#### Supplied entries

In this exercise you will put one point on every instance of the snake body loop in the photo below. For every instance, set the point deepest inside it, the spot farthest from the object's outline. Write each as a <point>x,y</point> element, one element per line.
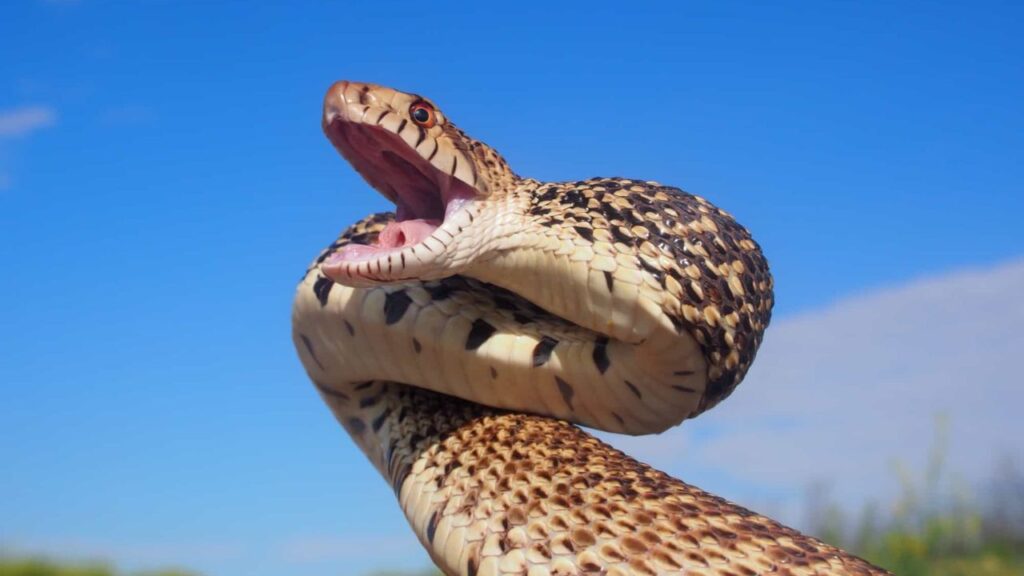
<point>456,338</point>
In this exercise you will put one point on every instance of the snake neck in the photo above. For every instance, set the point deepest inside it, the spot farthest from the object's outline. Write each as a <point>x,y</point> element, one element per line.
<point>636,262</point>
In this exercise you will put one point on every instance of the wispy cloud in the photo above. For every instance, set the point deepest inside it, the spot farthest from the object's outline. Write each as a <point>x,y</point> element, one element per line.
<point>841,394</point>
<point>320,548</point>
<point>26,120</point>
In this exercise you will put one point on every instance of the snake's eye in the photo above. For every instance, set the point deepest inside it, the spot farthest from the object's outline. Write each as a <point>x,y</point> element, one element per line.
<point>423,114</point>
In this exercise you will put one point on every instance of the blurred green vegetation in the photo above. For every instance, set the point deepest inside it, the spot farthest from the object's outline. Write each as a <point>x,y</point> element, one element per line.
<point>936,527</point>
<point>43,567</point>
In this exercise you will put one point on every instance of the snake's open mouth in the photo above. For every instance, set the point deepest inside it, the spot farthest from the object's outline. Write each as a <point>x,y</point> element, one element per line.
<point>401,161</point>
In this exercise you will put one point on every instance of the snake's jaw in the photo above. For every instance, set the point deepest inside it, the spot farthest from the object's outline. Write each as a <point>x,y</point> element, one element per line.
<point>406,149</point>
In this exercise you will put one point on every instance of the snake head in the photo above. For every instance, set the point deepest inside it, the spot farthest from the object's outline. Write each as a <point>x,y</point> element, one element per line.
<point>404,148</point>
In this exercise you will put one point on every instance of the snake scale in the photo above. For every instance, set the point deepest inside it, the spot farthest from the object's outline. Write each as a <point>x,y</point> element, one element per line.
<point>460,338</point>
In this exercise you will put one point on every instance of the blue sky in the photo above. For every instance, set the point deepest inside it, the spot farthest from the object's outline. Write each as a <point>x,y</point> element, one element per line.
<point>164,181</point>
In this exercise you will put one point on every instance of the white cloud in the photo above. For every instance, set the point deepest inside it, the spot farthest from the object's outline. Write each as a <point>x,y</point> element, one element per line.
<point>26,120</point>
<point>842,394</point>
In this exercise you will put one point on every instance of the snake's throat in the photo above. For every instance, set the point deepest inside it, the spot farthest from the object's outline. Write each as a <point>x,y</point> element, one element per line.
<point>424,197</point>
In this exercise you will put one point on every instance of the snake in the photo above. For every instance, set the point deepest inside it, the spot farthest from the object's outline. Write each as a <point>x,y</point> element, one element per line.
<point>464,338</point>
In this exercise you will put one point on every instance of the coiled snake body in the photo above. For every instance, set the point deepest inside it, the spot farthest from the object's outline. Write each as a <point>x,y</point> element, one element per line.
<point>456,338</point>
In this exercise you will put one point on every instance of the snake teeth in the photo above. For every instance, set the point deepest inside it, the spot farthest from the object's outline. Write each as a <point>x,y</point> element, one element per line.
<point>448,338</point>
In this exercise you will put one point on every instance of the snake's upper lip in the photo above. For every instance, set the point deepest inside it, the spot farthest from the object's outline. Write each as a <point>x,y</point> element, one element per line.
<point>424,196</point>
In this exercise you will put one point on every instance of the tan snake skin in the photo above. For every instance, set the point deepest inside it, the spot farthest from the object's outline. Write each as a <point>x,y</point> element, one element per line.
<point>452,341</point>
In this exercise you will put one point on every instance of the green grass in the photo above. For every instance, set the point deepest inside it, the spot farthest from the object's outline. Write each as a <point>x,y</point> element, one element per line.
<point>937,527</point>
<point>44,567</point>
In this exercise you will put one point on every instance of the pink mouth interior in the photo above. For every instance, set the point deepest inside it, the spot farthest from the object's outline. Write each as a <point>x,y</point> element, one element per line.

########

▶ What the exercise asks
Repeat each entry above word for word, leaving every picture out.

▶ Correct output
In this exercise you will put one point on every instance of the snake body loop in the photo below. For every instance, set the point deepest inside it, the spot farthest from the object's outline. Write each as a <point>x,y</point> element, one element per line.
<point>456,338</point>
In this exercise you will put one point on every instance of the snake neck in the photo above. For every instance, set the point deepest inside it, the spot farthest from the object's outline. Write each as a <point>x,y</point> element, one element per line.
<point>636,262</point>
In this exercise you will put one point on every instance of the wispy cloud in the photo above. For every instance, set the point deepest inside it, the spot farthest from the object's outline. Write each as a <point>x,y</point> element, one element per line.
<point>841,394</point>
<point>320,548</point>
<point>26,120</point>
In this exercise you will put one point on every instance of the snake's eye in the photo above. For every instance, set the point deepest inside it, the spot farthest from the object's outline. Write each as a <point>x,y</point> element, one element per line.
<point>423,114</point>
In this exercise you will put one point on every instance of the blurred green vegetation in the photo above. For every instance, set the point deepest inside it, the spot farthest from the object's outline. Write each as a <point>x,y</point> element, one element per line.
<point>936,527</point>
<point>43,567</point>
In this exercise you will put one point on every instance of the snake's open mouth in the photo above. For every instance, set the point deepest inside it, the spot farthest from the object's outline. Write each as a <point>x,y</point> element, one element per line.
<point>401,161</point>
In this exercise you will put one point on every instance of the snake's jaw in the photo above. For every instance, set the point deepest inside it, the spot farthest from the object's outline. Write each as a <point>x,y</point> element, one element per line.
<point>406,149</point>
In this exercise you will put one point on every instance of the snake head in the photo above. For every instance, set the point deepest inside it, the spot farthest from the object's outline. Write each as a <point>x,y</point> element, one element per line.
<point>404,148</point>
In this exercise you will put one point on every instance of the snake scale in the photo above. For every instance, set the point deepest inside it, the spot farthest from the object's outline. Write each as a <point>x,y</point> element, one element per line.
<point>460,338</point>
In this exercise you will put one point on every instance of the blue sky in the photo above. For every instance, set the point deepest inside it, the spot farthest from the object's outline. Write each as a <point>x,y</point> element, one element per line.
<point>164,181</point>
In this exercise you will put one point on every instance of the white cloud in the photo above. For every instance, set the point deepest inside it, the spot farthest from the object's outline. Write each as a <point>x,y</point> element, one element per line.
<point>26,120</point>
<point>842,394</point>
In this exercise you will put one point on every instance of the snake's throat in the photo above. For every instance, set the point deepest inside it, the spot farthest from the object's outline. Write each as a <point>x,y</point> element, one element per line.
<point>424,197</point>
In this exercise you will put one point on every instance of the snake in the photo above. For every instance, set the point deepest inside it, the spot farthest from the object's outline. Write each as a <point>x,y</point> element, one element per line.
<point>464,338</point>
In this exercise you will put one point on every instance of the coiled snake body in the photo above. For every instance, set the point deepest inside it, the spot farthest from the object's outline. Write each as a <point>x,y</point> element, one element per line.
<point>456,338</point>
In this exercise you will put one point on every instance of the snake teeth in the photo above. For every instance, set the point deepest inside it, the spot farthest from the object's outline. Write each as a <point>x,y</point> element, one element per line.
<point>448,338</point>
In this exercise you will put one point on every instance of the snake's upper lip in the photo above. For every instance, set the point deepest inside it, the spot farthest from the object's outline. Write each as a <point>x,y</point> element, one element per line.
<point>424,196</point>
In this exercise you will put one point on every instance of the tan snake skin in the photo above. For every instance, set the point deepest inside it, the spot farthest from the object's outline. Write each as a <point>x,y</point> element, one element per line.
<point>452,341</point>
In this exercise you will put one point on every instance of the green grass in the photo above. For every instance, set the point deepest inside it, the spot farthest from the object's outline. Write each as a <point>x,y</point> element, one element per line.
<point>937,527</point>
<point>44,567</point>
In this exercise you will put one point on every instance of the pink mouth interior in the photo above. For every instance, set the point deepest inside it, the spot farthest from the object's outline. Write each as a <point>x,y</point> element, one element per line.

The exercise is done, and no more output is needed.